== Documento ==
Tudo isto apesar da massiva ofensiva ideológica, da mentira e propaganda, da legislação laboral, e das instituições que fiscalizar, proteger e garantir os direitos dos trabalhadores mas não o fazem.

 

Quando os trabalhadores se unem, tendo como base as suas justas reivindicações, e compreendem o poder transformador da sua acção colectiva, são uma força imparável.

 

Para isso, o local de trabalho tem uma importância estratégica, pois a unidade dos trabalhadores constrói-se, antes de mais, a partir dos locais de trabalho, tendo como base a identificação de problemas comuns, dos seus interesses de classe, do conteúdo das suas reivindicações. É no local de trabalho que os trabalhadores se confrontam directamente com os patrões, com as injustiças e atropelos dos direitos, e que ganham consciência das dificuldades, seja pelo exercício das suas funções e grau de penosidade e intensidade dos ritmos de trabalho, seja pela precariedade do vínculo e a instabilidade que acarreta, pela desregulação dos horários, ou pelo valor real dos salários que não chega para as suas necessidades.

 

É o local privilegiado para o contacto com os trabalhadores, fundamental para a auscultação dos seus problemas, para o esclarecimento e discussão colectiva, para a sindicalização e eleição dos seus representantes, para a afirmação dos sindicatos, bem como para a ajuda à compreensão do papel dos trabalhadores e da importância da sua unidade, na luta de classes e no combate à exploração.

 

A partir das pequenas lutas, da acção sindical em torno de questões específicas do local de trabalho, da empresa, criam-se dinâmicas que se alargam, e dão o salto para a luta pelas reivindicações gerais, convergentes, por uma ruptura com esta política e por um outro rumo para o país. Estas movimentações, por sua vez, levam confiança e ânimo a outros trabalhadores, que se sindicalizam, se juntam à luta, e transmitem a convicção, pelo exemplo concreto, de que é possível lutar e ir mais longe, mesmo quando as condições objectivas parecem fechar o caminho.
===
== Registos de dados ==
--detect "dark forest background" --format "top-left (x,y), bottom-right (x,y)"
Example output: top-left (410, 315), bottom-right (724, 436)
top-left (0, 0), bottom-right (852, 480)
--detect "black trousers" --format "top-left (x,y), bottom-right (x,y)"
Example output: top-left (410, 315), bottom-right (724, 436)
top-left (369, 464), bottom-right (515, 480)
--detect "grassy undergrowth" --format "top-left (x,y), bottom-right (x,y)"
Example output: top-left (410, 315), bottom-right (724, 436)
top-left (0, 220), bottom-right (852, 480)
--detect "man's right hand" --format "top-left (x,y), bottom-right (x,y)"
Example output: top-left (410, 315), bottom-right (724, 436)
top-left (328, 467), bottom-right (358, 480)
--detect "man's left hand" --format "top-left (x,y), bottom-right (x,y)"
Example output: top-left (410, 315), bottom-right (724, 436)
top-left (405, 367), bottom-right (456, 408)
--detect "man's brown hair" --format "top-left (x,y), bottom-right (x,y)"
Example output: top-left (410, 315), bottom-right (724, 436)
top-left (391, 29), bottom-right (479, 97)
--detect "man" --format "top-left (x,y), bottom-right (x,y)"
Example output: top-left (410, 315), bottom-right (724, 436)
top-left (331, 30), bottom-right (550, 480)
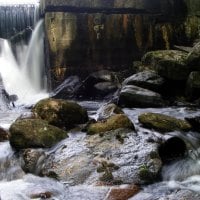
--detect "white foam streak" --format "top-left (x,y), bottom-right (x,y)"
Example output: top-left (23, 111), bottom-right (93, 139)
top-left (0, 21), bottom-right (48, 105)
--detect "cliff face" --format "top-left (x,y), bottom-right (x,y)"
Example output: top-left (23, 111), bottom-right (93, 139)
top-left (41, 0), bottom-right (200, 87)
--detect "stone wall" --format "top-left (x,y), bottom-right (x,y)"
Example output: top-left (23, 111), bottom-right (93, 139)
top-left (41, 0), bottom-right (199, 88)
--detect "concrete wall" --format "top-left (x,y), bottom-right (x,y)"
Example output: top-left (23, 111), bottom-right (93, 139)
===
:: Tarefa a realizar ::
Dê seguimento ao texto sobre a unidade dos trabalhadores no local de trabalho, começando logo após a última frase apresentada.

:: Resultado da tarefa ::
Os trabalhadores estão cada vez mais convictos de que esta realidade que lhes querem impor é possível de alterar, é possível resistir, avançar e conquistar. Sabem que o nível de riqueza produzido hoje permite aumentar os salários de forma significativa, e que é fundamental distribuir a riqueza criada de forma diferente. A resposta a esta reivindicação central permite combater desigualdades, a satisfação de necessidades básicas dos trabalhadores e suas famílias, a dinamização da economia, a criação de emprego, permite fixar no País aqueles que querem cá viver e trabalhar mas que não o conseguem fazer pela precariedade e baixos salários. 

 

Na parte final do seu texto, Marx afirma:

“…a tendência geral da produção capitalista não é para elevar mas para afundar o nível médio dos salários ou de empurrar o valor do trabalho mais ou menos para o seu limite mínimo. Sendo esta a tendência das coisas neste sistema, quererá isto dizer que a classe operária deverá renunciar à sua resistência contra as investidas do capital e abandonar as suas tentativas de tirar o melhor proveito das oportunidades ocasionais para a sua melhoria temporária? Se o fizesse seria degradada a uma massa nivelada de miseráveis domesticados sem salvação” fim de citação, e continua mais à frente, cito: “Cedendo cobardemente no seu conflito de todos os dias com o capital, certamente que se desqualificariam para o empreendimento de qualquer movimento mais amplo.” Fim de citação 

 

Camaradas e amigos,

 

Num tempo em que o capitalismo reforça a sua natureza exploradora, os trabalhadores precisam de mais organização e unidade, mais acção e luta nos locais de trabalho, na construção e defesa das suas reivindicações, no combate ao divisionismos e individualismo. A importância dos sindicatos de classe e dos seus princípios redobram-se, e a importância da assunção de cada um, nos locais de trabalho, sindicalizando-se, reforçando a organização, participando e mobilizando para a luta, é fundamental.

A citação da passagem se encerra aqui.